* [EXERCISE DESCRIPTION]:
Look through the entries below and report every line that has "football".

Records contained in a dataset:
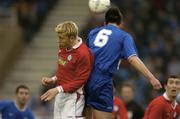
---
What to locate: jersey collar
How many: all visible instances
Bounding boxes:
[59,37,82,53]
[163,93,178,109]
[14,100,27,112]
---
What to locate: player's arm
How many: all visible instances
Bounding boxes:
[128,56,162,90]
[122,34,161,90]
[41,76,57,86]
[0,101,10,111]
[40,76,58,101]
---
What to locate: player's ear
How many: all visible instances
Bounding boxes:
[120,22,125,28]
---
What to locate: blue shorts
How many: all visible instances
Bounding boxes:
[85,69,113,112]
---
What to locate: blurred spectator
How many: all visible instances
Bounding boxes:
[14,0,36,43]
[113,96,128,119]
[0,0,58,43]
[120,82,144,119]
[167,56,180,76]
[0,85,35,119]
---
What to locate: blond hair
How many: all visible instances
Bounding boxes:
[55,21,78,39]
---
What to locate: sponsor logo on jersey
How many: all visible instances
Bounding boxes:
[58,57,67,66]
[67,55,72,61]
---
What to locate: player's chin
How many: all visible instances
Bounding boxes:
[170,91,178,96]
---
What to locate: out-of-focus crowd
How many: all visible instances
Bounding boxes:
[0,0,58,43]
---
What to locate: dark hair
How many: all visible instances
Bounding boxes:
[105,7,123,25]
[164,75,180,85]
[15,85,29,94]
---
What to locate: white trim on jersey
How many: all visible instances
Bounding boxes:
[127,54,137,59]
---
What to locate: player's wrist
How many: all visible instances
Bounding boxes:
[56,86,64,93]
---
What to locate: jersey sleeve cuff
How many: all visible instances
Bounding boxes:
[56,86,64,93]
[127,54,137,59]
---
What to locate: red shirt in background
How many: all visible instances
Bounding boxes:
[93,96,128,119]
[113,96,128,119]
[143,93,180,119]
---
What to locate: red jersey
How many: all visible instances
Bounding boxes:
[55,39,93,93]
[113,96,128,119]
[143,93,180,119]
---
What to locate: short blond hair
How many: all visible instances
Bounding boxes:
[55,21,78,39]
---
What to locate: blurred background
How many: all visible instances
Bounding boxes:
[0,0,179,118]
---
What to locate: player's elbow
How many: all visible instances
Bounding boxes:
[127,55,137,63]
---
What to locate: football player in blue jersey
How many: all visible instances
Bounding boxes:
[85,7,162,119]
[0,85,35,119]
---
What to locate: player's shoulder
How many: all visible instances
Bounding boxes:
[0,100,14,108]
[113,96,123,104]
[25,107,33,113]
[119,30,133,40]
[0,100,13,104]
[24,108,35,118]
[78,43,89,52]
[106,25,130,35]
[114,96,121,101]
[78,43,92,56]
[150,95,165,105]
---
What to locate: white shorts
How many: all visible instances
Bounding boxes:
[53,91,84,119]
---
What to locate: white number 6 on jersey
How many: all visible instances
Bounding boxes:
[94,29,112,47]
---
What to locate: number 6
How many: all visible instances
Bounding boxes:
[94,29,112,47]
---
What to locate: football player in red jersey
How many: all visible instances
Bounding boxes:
--
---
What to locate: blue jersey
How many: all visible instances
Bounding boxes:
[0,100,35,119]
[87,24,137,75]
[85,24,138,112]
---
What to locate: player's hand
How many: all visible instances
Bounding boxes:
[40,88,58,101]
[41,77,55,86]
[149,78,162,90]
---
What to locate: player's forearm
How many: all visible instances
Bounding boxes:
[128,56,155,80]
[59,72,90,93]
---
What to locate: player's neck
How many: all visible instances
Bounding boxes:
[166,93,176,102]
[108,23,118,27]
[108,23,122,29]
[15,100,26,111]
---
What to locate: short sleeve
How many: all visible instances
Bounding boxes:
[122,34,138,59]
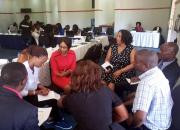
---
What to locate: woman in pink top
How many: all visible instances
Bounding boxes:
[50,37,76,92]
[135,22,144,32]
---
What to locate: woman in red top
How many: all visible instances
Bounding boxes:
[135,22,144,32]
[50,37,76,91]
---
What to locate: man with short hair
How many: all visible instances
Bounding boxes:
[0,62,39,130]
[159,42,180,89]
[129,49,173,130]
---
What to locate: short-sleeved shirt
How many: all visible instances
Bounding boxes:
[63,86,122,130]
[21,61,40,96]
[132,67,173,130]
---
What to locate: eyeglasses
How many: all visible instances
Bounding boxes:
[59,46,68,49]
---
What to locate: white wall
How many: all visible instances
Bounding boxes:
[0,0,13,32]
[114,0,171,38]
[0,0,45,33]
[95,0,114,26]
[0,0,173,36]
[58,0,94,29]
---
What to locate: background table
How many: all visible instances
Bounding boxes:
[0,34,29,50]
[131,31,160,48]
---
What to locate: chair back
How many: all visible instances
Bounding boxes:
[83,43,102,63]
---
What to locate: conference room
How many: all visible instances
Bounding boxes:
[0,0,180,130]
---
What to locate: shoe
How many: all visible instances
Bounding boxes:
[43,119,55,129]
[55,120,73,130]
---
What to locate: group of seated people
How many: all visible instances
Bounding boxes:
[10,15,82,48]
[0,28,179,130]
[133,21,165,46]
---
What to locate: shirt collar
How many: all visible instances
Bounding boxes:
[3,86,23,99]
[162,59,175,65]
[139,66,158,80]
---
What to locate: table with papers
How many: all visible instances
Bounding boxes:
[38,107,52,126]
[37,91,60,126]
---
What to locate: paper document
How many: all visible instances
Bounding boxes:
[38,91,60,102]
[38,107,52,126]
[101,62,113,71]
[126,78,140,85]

* [TASK OUTPUT]:
What to locate: football player in blue jersey
What to locate: football player in red jersey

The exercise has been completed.